» Requirements: Reproduce the records below in full and word for word, excluding pictures.

(begin)

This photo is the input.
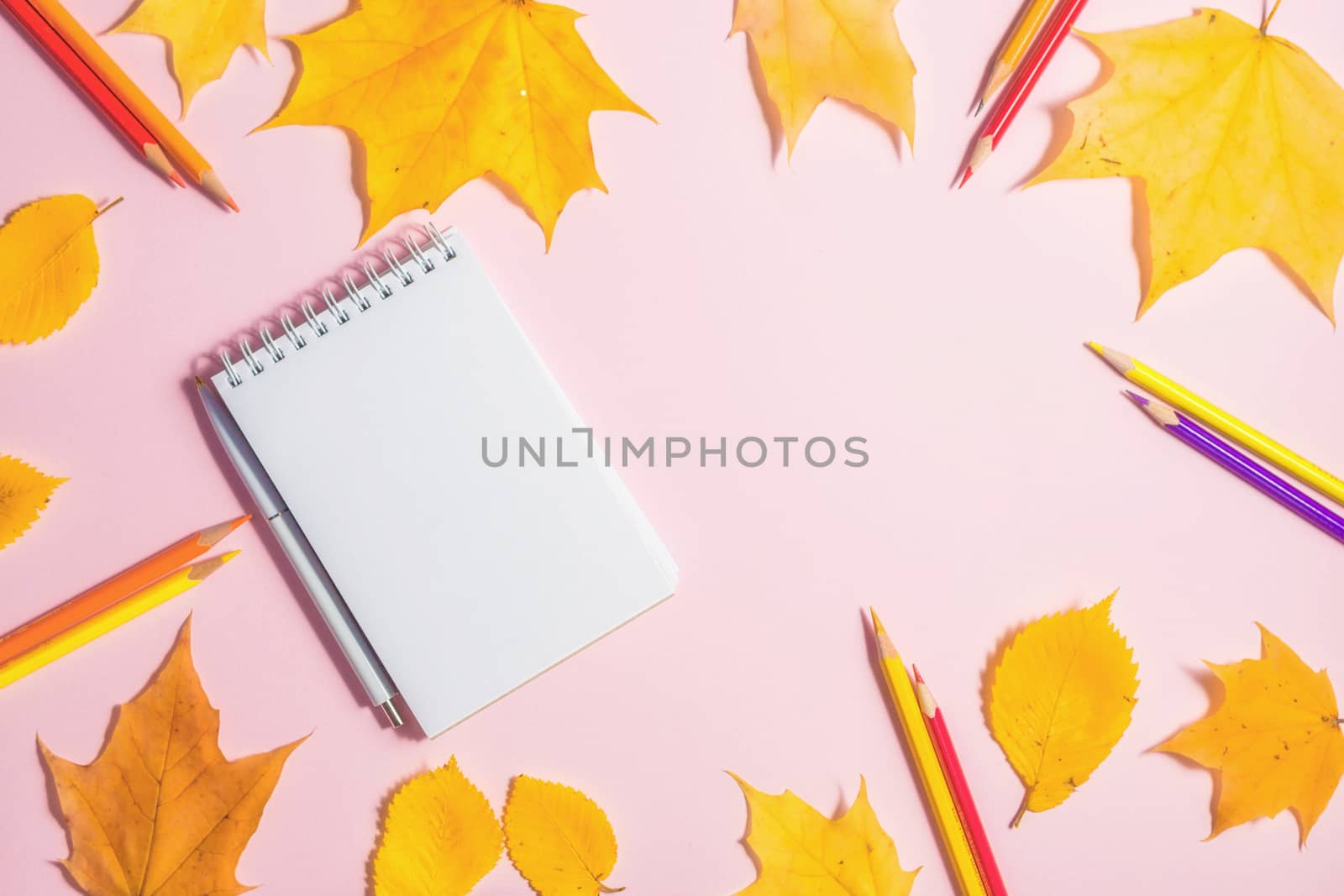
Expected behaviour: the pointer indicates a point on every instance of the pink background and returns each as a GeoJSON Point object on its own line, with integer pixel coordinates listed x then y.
{"type": "Point", "coordinates": [717, 291]}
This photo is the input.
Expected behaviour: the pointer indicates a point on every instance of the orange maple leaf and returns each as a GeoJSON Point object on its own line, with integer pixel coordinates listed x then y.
{"type": "Point", "coordinates": [160, 810]}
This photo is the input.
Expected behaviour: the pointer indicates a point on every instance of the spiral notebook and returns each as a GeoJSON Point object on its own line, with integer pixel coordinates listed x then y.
{"type": "Point", "coordinates": [369, 412]}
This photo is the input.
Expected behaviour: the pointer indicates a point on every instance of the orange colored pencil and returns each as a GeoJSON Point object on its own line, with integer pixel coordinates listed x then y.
{"type": "Point", "coordinates": [116, 589]}
{"type": "Point", "coordinates": [134, 98]}
{"type": "Point", "coordinates": [960, 789]}
{"type": "Point", "coordinates": [93, 87]}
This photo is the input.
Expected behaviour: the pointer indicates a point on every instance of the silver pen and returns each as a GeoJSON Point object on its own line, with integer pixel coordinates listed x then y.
{"type": "Point", "coordinates": [302, 555]}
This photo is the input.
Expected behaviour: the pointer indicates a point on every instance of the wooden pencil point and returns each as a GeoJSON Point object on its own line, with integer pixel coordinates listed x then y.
{"type": "Point", "coordinates": [215, 533]}
{"type": "Point", "coordinates": [212, 184]}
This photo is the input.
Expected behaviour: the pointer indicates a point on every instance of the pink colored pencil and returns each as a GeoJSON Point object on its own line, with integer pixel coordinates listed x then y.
{"type": "Point", "coordinates": [990, 875]}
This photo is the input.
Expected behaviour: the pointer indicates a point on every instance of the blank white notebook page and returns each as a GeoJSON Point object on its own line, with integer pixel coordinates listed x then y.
{"type": "Point", "coordinates": [467, 579]}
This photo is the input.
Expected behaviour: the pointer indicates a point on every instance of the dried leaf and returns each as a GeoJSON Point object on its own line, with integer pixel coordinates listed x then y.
{"type": "Point", "coordinates": [1061, 699]}
{"type": "Point", "coordinates": [558, 839]}
{"type": "Point", "coordinates": [1238, 137]}
{"type": "Point", "coordinates": [24, 492]}
{"type": "Point", "coordinates": [1274, 743]}
{"type": "Point", "coordinates": [804, 853]}
{"type": "Point", "coordinates": [440, 837]}
{"type": "Point", "coordinates": [816, 49]}
{"type": "Point", "coordinates": [160, 812]}
{"type": "Point", "coordinates": [443, 93]}
{"type": "Point", "coordinates": [49, 266]}
{"type": "Point", "coordinates": [202, 35]}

(end)

» Solution:
This photo is the input.
Expected behaviour: the pointer indicates a point on every instance of the pink background and returns each as a GeoJSON Point object on its own line, with integer pixel coordinates listed x then y.
{"type": "Point", "coordinates": [717, 291]}
This photo is the input.
Expected behaviour: the pointer indicates a point on every instance of the orange maple leaf and returns each as a GeoJSON Point object on its own line, with integer pixel coordinates listed x then y.
{"type": "Point", "coordinates": [160, 810]}
This photo is the input.
Expected behaviour: the pointer indicates a point on every instance of the spiral notebook and returns each as a GeoJSON Point object on its own line, with integer pixel coordinates listed x then y.
{"type": "Point", "coordinates": [369, 412]}
This photo is the input.
Expected behaviour: the pointer indicates a point on every instance of the orange colored pencil and returns each as a GeoJSON Point object on its own line, with integer pixel coordinates listed x then y.
{"type": "Point", "coordinates": [116, 589]}
{"type": "Point", "coordinates": [134, 98]}
{"type": "Point", "coordinates": [960, 789]}
{"type": "Point", "coordinates": [93, 87]}
This photo is the input.
Expected behaviour: the pointer indicates a point on every instance of the silver pen and returns each as a GeoJSON Point object on its own line, with integer pixel coordinates listed x then y.
{"type": "Point", "coordinates": [302, 555]}
This photo is the input.
Expected behaviour: the pointer indicates a point on every instance of the wooden pencil point and returns each as a GeoJSON Point object on its own line, with integer pixel coordinates listed x then y.
{"type": "Point", "coordinates": [215, 533]}
{"type": "Point", "coordinates": [212, 184]}
This photo is the input.
Expected behaviour: the pointer indicates a point on every instance of the pink colored pencil and returns each as a GeoJSON Point object on its own line, with integer pixel coordinates listed x then y.
{"type": "Point", "coordinates": [990, 875]}
This photo is the input.
Expected behaviour: the pointer indicates a point on every instance of the blank white notebook page and returns each as a GeoJSON Point object on its own line, with integer pixel coordinates listed x then y.
{"type": "Point", "coordinates": [467, 579]}
This photo is the input.
Expected behaviour: the pointer indicates a point on every instance of the dried leaf and returns each as a GeoJSON Point object on its own line, with integer pixel coordinates listed x then y.
{"type": "Point", "coordinates": [1061, 699]}
{"type": "Point", "coordinates": [558, 839]}
{"type": "Point", "coordinates": [1238, 137]}
{"type": "Point", "coordinates": [24, 492]}
{"type": "Point", "coordinates": [1274, 743]}
{"type": "Point", "coordinates": [804, 853]}
{"type": "Point", "coordinates": [440, 837]}
{"type": "Point", "coordinates": [816, 49]}
{"type": "Point", "coordinates": [160, 812]}
{"type": "Point", "coordinates": [443, 93]}
{"type": "Point", "coordinates": [49, 266]}
{"type": "Point", "coordinates": [202, 35]}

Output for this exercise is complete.